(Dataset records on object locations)

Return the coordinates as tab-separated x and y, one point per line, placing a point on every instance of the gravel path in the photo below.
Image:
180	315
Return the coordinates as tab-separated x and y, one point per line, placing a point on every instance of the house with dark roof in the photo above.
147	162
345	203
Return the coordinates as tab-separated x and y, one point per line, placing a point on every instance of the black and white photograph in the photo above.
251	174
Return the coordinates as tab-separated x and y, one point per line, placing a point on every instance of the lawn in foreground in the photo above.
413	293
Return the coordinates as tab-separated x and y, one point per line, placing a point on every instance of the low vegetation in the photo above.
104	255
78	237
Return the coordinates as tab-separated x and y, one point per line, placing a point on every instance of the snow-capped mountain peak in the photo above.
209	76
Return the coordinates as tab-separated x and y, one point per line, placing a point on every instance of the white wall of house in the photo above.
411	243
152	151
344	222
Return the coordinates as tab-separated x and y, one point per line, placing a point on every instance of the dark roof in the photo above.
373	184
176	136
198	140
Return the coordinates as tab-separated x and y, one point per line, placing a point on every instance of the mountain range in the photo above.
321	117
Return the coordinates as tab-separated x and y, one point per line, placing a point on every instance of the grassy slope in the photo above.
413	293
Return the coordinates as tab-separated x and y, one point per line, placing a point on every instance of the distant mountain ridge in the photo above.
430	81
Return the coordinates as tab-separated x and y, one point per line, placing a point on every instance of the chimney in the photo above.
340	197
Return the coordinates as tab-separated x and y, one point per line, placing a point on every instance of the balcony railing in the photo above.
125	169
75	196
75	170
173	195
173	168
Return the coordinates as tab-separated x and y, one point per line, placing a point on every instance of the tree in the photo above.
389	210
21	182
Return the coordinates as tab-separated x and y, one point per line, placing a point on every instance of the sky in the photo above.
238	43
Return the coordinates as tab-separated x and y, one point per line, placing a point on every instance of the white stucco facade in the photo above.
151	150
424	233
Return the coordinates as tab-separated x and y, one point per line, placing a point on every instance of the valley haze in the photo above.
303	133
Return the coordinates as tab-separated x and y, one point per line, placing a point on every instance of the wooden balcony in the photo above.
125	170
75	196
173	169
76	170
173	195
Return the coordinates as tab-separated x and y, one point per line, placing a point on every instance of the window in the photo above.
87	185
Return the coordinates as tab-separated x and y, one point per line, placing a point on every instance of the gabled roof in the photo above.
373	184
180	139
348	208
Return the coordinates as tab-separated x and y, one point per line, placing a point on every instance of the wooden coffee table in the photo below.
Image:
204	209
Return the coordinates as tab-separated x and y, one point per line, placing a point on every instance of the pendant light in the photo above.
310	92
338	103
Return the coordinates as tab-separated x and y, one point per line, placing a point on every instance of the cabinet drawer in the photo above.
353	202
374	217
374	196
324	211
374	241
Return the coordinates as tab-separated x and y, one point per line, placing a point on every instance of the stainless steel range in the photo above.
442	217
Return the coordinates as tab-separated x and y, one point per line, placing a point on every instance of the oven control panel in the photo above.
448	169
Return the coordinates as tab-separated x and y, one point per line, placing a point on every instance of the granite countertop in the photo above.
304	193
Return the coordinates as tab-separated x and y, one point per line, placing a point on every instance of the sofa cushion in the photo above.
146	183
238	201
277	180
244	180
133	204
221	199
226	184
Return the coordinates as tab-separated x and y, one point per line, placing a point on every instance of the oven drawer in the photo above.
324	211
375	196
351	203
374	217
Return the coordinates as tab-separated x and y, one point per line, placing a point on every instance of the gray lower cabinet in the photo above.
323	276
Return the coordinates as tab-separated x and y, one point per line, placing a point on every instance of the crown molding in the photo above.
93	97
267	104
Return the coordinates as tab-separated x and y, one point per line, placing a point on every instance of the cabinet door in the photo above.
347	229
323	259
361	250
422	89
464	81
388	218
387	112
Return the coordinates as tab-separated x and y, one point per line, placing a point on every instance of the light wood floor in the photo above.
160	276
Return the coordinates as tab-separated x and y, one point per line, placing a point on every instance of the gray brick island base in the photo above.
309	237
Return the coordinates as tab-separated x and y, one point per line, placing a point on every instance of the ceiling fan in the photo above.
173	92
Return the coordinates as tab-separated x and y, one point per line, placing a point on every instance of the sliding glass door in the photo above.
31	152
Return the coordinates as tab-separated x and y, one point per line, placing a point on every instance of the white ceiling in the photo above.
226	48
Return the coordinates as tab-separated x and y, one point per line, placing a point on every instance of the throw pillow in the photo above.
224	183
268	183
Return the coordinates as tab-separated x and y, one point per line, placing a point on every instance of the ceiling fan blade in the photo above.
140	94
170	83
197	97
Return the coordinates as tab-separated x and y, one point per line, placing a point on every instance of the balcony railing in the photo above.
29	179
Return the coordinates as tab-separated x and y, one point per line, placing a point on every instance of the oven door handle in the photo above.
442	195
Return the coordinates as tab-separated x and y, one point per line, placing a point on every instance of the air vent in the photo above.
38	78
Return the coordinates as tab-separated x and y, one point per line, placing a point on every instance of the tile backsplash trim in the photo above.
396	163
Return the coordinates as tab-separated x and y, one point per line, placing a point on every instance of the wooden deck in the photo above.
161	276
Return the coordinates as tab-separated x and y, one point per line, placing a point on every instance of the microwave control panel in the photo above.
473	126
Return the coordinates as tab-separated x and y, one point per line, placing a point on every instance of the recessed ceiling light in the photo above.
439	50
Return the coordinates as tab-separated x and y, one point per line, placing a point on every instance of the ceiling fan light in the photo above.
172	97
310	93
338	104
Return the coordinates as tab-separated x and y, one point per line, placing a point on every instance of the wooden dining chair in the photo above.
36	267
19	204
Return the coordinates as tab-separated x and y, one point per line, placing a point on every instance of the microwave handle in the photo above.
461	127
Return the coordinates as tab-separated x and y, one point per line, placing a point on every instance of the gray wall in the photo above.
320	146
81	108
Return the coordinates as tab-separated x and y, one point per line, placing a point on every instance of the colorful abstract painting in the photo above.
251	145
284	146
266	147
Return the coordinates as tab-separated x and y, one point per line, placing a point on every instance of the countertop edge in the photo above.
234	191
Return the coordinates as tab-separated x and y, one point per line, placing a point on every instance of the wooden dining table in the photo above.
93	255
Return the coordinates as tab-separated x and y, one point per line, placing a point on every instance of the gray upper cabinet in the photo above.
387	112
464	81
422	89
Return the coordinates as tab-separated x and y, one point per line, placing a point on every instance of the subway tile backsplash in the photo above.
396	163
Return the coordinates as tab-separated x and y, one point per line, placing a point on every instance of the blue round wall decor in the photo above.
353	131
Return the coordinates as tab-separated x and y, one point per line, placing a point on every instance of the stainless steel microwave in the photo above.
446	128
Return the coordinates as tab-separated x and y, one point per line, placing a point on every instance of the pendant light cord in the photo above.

...

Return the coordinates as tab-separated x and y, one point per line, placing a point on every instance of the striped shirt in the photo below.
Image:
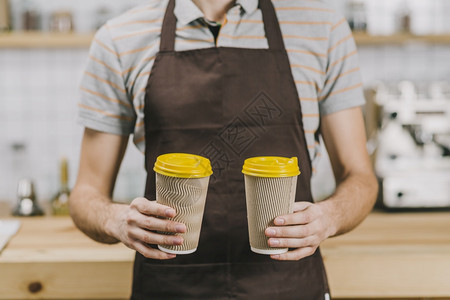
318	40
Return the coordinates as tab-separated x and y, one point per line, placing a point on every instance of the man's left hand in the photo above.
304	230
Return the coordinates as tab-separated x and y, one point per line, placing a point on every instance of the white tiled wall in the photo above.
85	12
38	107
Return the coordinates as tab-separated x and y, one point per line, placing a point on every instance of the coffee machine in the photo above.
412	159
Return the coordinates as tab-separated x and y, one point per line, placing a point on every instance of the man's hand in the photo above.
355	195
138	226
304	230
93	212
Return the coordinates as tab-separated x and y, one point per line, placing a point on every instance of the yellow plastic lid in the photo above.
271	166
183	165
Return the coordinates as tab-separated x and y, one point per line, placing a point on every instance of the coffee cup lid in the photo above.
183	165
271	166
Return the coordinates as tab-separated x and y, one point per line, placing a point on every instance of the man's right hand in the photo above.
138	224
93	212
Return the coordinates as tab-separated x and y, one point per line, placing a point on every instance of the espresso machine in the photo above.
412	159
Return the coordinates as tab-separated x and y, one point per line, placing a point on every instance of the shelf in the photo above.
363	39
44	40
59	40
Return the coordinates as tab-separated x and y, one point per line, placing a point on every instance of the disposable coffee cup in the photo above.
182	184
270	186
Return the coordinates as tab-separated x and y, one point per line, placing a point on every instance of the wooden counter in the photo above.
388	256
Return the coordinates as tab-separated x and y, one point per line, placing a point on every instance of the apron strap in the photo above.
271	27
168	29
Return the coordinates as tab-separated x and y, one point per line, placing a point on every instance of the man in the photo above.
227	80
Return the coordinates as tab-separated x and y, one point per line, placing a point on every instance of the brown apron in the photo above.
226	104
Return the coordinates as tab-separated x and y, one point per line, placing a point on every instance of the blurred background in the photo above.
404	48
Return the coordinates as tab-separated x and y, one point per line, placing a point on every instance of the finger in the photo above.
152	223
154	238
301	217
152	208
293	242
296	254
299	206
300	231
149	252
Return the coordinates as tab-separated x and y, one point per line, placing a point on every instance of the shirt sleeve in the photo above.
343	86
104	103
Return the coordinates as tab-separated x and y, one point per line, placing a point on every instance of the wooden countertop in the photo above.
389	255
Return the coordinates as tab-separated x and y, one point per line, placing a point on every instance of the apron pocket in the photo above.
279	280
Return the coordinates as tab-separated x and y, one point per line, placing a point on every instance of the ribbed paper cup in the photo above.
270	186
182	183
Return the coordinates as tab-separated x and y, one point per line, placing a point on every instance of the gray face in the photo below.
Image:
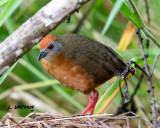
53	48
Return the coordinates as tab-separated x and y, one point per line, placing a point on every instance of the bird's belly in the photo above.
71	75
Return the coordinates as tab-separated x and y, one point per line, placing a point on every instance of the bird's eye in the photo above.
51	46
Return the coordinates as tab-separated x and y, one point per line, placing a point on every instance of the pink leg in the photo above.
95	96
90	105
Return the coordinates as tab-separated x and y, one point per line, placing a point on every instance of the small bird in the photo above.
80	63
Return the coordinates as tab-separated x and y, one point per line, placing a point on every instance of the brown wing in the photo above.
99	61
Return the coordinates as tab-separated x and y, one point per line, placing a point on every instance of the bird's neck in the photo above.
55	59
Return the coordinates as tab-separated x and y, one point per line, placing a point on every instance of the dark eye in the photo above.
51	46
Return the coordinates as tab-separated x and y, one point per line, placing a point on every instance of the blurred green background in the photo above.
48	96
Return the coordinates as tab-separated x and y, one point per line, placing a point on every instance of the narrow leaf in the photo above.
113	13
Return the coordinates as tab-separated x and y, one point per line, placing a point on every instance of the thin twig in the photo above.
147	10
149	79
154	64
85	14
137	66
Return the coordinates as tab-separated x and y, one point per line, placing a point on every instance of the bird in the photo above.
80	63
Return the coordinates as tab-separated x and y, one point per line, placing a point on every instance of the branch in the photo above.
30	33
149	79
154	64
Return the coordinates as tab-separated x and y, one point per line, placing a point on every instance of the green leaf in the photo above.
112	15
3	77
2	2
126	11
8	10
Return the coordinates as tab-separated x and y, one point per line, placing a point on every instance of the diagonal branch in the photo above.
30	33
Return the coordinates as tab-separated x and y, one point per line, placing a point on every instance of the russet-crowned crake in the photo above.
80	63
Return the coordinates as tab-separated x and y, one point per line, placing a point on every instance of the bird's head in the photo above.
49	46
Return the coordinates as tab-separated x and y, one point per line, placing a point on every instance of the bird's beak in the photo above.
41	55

WHAT TO DO → Report each line of the material above that contains the string "house", matching letter case exactly.

WRITTEN RESPONSE →
Return the coordinates as tab-separated x and y, one point per line, placing a point on every instance of the house with dark roof in the photo above.
Return the coordinates as tab-separated x and y, one point per line, placing a point on every instance of the white wall of house in the photo above.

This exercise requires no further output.